| DATA ROWS |

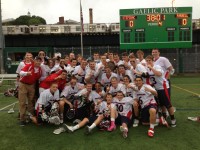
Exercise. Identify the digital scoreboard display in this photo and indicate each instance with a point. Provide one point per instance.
(147, 28)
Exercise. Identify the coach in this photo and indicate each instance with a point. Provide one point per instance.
(28, 77)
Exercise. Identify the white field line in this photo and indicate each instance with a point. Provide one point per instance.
(8, 106)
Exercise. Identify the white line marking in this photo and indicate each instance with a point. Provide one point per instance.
(8, 106)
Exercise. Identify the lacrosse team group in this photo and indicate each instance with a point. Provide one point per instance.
(103, 92)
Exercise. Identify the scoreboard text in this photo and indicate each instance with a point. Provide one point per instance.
(148, 28)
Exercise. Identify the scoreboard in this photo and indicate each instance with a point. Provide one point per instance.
(147, 28)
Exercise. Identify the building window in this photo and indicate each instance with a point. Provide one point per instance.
(78, 28)
(139, 37)
(184, 35)
(170, 35)
(67, 28)
(127, 37)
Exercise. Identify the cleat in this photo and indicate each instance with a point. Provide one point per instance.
(163, 122)
(124, 131)
(22, 123)
(193, 118)
(68, 128)
(112, 127)
(77, 121)
(87, 130)
(151, 132)
(173, 123)
(59, 130)
(136, 122)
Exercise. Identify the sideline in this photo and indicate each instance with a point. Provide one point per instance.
(8, 106)
(186, 90)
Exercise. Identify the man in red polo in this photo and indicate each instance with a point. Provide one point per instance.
(28, 77)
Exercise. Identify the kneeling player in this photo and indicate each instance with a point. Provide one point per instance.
(47, 106)
(101, 119)
(145, 97)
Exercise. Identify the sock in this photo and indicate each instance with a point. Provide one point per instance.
(172, 117)
(112, 119)
(92, 126)
(164, 115)
(75, 127)
(151, 126)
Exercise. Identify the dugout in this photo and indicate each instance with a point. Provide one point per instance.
(13, 56)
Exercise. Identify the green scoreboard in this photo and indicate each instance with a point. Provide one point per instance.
(146, 28)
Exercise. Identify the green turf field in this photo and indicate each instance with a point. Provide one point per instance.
(184, 137)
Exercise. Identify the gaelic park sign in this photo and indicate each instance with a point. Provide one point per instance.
(148, 28)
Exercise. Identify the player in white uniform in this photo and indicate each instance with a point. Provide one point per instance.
(123, 105)
(157, 76)
(145, 98)
(106, 77)
(92, 72)
(115, 87)
(138, 69)
(117, 60)
(95, 120)
(79, 71)
(47, 106)
(140, 56)
(122, 72)
(130, 87)
(68, 93)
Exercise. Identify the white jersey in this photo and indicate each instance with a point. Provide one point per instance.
(120, 87)
(93, 73)
(130, 91)
(82, 94)
(47, 98)
(45, 72)
(68, 91)
(145, 98)
(124, 106)
(120, 62)
(79, 73)
(102, 71)
(139, 68)
(104, 108)
(128, 73)
(159, 82)
(105, 81)
(164, 63)
(21, 65)
(70, 69)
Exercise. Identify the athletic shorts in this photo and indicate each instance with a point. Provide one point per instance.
(123, 119)
(164, 98)
(145, 113)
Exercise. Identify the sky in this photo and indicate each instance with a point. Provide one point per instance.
(104, 11)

| EXERCISE DIRECTIONS |
Reproduce without alteration the stretch of the material running from the line containing "Exercise. Identify the sock" through the final line of the material, both included.

| REPLY |
Exercise. Identify the sock in this photo and indicate each instance with a point. Provide one point per instance.
(172, 117)
(112, 119)
(92, 126)
(164, 115)
(75, 127)
(151, 126)
Exercise. Identify the dugout in this photo and indicate each instance with a point. Provide one point per instance.
(13, 56)
Exercise. Identify the green scoreboard in this photo and indicate each instance with a point. Provide one point per instance.
(146, 28)
Exercise. Identify the green turf field in this photo and indicate each instance with a point. Provide one point per instance.
(184, 137)
Exercise. Identify the gaelic park sign in this photo and indicate each instance with a point. Provide one point per instance.
(148, 28)
Exercise. Identify the player in white uniform in this photo and indicate each instance with a point. Provide one point per instance.
(123, 105)
(157, 76)
(145, 98)
(106, 77)
(92, 72)
(115, 87)
(138, 69)
(117, 60)
(95, 120)
(79, 71)
(47, 106)
(140, 56)
(122, 72)
(130, 87)
(68, 93)
Exercise. Identify the white jersey in this photo and indicate each instance with a point. Provide one point per instance.
(120, 87)
(93, 73)
(130, 91)
(82, 94)
(47, 98)
(45, 72)
(68, 91)
(145, 98)
(124, 106)
(120, 62)
(79, 73)
(102, 71)
(139, 68)
(104, 108)
(128, 73)
(159, 82)
(105, 81)
(164, 63)
(21, 65)
(70, 69)
Exercise. Identify the athletic shorts in this photo and indicate each instance with a point. Provide one point per instance.
(123, 119)
(164, 98)
(145, 113)
Exercise. Identify the sky in this photo and indicate each instance with a point. Provide one point per instance.
(104, 11)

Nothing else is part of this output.